> **GOAL**:
Set down word for word the stretch of the post on removing a board member from "All Board terms" through "it may not.".

> **SOURCE EXTRACT**:
I’m Moving on Up; You’re Moving on Out! Or How to Remove a Board Member

In Leadership, Non Profit Boards on September 24, 2013 at 4:42 pm

I’m moving on up; you’re moving on out is the chorus of an old song I’ve always loved and I try to have a bit of fun with this blog, so … let’s talk about removing Board members.

All leaders have a shelf life. Bad leaders have a shorter shelf life. It is easier to avoid putting a potentially bad board member on the board than to remove an actually bad one, but that is a luxury you may not have. Some time, some day, somewhere in some volunteer Board position, you will have to remove a Board member. If you plan to spend your life in service to your community, the question isn’t if but when and once that time comes, how?

All Board terms eventually come to an end. The easiest way to remove a Board member is to not renew their term. Most terms are 2-3 years. (This is assuming you are following your by-laws and actually considering when terms expire and if members should be renewed. If you are not, that is an excellent place to start ramping up your Board practices.) If the Board member to be removed isn’t violating any ethics, policies or laws, it may be worth your while to wait them out or ask them to resign. Then again, it may not.

Board members are removed as outlined in your by-laws (in Ohio called Code of Regulations), which like any official document provides only the process, without the kindness.

Before it comes to that, I recommend you ask for a resignation. Obviously, it’s easier for someone to resign than for the Board to have to take formal action to remove them. Allowing for a resignation greatly increases your chances of being able to continue to count on the person as an ambassador, donor and friend, and it also mitigates the damage control you may have to do later.

How to get them to resign?

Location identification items

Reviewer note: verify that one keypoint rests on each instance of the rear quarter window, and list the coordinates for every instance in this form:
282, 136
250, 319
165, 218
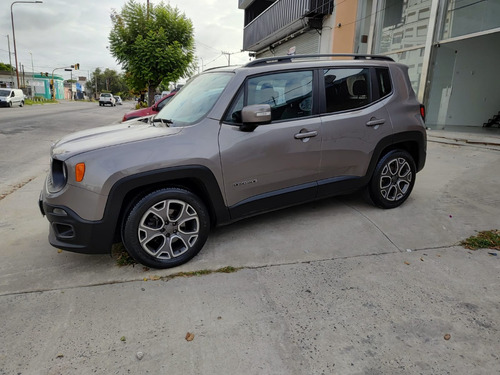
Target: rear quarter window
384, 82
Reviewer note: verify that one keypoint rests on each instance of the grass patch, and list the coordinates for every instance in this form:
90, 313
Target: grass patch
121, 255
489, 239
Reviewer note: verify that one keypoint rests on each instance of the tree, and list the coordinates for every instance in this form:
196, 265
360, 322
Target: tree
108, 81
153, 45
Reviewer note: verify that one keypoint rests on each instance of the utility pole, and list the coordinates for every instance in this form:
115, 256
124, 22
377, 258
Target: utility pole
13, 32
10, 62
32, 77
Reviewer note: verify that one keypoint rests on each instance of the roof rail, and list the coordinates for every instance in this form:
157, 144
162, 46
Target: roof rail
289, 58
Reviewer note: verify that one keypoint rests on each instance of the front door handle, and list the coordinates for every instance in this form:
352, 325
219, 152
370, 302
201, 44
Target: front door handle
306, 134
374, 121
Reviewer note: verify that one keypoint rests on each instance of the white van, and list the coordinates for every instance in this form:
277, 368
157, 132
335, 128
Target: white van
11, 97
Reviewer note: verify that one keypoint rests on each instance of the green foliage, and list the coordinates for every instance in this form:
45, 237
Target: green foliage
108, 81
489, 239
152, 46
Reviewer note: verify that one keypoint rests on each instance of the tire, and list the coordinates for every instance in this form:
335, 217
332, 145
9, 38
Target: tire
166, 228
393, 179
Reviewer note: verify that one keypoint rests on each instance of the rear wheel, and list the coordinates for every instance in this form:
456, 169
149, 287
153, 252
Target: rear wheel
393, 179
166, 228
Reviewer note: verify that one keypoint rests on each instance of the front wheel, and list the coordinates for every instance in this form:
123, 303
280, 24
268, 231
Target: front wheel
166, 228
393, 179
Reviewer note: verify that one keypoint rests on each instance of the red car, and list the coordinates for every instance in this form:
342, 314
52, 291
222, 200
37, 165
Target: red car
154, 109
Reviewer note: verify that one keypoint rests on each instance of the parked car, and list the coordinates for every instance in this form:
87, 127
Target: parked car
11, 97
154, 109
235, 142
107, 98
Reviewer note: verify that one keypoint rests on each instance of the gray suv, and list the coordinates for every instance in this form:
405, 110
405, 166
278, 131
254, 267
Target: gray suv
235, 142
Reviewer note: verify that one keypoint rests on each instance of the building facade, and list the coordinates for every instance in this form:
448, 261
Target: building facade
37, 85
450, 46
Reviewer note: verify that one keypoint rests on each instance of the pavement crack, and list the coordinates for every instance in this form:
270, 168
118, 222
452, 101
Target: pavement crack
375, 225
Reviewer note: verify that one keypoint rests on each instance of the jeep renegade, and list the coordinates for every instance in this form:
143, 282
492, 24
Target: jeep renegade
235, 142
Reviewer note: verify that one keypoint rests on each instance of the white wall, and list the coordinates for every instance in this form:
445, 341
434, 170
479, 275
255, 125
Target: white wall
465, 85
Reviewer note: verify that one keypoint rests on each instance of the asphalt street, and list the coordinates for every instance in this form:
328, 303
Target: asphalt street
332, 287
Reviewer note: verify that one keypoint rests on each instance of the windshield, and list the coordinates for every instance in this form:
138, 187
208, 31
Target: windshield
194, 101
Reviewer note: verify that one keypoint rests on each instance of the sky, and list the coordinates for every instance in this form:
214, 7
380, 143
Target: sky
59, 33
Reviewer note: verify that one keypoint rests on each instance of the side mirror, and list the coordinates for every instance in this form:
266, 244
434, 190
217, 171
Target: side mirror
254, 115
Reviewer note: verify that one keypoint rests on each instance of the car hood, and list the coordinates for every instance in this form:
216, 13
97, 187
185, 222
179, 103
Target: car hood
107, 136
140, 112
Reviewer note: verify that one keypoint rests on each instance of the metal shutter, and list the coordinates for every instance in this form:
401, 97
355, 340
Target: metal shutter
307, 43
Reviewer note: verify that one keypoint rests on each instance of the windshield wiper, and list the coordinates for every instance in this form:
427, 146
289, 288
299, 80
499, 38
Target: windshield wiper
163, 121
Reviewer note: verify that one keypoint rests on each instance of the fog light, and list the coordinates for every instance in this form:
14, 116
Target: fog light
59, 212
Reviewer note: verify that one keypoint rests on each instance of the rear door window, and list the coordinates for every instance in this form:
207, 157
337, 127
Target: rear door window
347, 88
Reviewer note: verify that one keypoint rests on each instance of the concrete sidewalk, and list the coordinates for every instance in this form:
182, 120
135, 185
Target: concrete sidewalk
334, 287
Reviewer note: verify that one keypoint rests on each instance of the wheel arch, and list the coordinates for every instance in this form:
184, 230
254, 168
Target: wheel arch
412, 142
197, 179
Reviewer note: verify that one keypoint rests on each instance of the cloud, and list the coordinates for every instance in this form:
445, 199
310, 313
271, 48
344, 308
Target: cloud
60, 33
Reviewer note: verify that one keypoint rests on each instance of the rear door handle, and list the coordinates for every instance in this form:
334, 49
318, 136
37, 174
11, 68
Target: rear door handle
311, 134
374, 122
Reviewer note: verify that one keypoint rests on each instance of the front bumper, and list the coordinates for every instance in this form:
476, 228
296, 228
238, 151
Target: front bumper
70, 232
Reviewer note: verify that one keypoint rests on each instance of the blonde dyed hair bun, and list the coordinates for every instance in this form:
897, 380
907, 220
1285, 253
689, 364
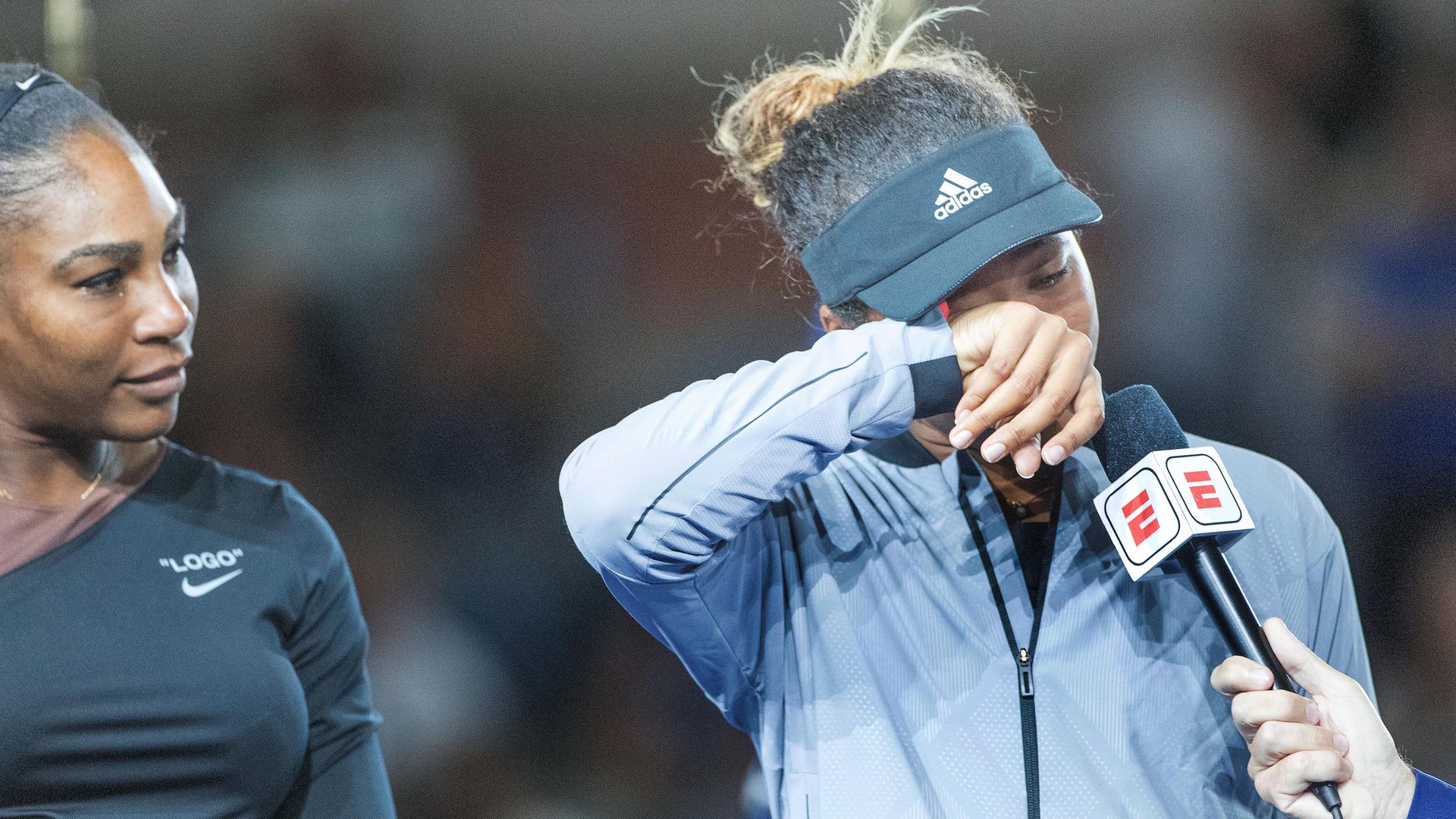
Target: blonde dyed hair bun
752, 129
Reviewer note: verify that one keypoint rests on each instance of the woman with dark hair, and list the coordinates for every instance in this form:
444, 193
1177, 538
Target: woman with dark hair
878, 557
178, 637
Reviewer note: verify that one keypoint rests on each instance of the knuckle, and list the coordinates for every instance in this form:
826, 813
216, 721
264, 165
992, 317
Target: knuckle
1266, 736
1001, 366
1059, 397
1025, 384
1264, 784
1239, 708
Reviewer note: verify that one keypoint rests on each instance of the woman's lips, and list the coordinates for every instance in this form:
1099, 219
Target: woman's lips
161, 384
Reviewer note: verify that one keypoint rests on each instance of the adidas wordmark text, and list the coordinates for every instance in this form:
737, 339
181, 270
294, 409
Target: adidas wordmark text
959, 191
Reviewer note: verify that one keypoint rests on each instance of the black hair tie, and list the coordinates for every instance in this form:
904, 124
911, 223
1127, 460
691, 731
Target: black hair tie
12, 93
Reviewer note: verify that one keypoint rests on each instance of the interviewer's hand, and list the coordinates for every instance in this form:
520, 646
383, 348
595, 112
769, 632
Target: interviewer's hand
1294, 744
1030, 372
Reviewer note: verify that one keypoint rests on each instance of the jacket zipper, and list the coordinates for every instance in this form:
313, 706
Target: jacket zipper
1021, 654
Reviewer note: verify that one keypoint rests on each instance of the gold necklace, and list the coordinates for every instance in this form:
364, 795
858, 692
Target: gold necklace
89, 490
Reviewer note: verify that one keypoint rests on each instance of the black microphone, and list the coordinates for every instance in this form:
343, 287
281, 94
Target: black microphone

--

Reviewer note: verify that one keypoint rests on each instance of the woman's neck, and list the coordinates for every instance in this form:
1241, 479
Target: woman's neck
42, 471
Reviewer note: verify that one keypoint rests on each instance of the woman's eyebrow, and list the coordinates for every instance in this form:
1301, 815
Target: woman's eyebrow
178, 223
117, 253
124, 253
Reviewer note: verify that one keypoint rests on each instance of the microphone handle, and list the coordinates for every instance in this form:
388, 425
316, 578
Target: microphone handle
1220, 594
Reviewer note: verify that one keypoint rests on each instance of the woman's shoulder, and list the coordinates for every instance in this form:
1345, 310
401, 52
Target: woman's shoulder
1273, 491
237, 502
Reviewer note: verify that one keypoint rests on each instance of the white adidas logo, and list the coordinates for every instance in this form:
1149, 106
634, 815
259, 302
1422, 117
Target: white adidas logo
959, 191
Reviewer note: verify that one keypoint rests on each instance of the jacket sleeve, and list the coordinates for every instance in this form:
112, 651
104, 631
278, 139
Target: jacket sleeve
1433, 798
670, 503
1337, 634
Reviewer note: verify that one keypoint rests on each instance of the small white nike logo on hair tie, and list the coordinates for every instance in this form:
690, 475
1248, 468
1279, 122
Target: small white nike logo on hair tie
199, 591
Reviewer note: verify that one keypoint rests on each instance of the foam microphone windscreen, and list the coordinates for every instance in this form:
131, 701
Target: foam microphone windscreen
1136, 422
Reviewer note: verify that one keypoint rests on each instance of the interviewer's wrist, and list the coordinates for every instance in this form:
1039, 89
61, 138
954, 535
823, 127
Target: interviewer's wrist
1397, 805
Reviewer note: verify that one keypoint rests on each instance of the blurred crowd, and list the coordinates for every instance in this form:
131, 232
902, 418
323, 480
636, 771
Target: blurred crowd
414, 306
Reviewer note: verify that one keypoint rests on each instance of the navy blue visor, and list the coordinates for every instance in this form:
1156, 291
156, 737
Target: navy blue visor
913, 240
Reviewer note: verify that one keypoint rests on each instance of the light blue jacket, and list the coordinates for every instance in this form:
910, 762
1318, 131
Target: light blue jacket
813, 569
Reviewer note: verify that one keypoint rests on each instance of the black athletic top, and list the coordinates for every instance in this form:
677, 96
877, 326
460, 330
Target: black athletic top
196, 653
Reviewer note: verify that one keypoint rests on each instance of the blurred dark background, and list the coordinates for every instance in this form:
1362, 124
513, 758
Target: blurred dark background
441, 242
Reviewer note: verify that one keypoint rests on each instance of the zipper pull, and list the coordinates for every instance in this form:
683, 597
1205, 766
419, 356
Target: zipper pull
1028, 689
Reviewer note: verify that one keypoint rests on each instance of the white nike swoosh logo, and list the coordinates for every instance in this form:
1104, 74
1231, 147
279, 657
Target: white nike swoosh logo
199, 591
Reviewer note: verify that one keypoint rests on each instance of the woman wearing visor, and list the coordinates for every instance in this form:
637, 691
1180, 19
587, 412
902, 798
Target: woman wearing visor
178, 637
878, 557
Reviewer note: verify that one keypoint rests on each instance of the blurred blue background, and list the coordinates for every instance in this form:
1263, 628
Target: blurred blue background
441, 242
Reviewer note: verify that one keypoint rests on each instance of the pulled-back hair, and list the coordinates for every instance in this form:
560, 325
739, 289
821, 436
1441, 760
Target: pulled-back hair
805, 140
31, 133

> **RESULT OF THE TASK**:
All Board terms eventually come to an end. The easiest way to remove a Board member is to not renew their term. Most terms are 2-3 years. (This is assuming you are following your by-laws and actually considering when terms expire and if members should be renewed. If you are not, that is an excellent place to start ramping up your Board practices.) If the Board member to be removed isn’t violating any ethics, policies or laws, it may be worth your while to wait them out or ask them to resign. Then again, it may not.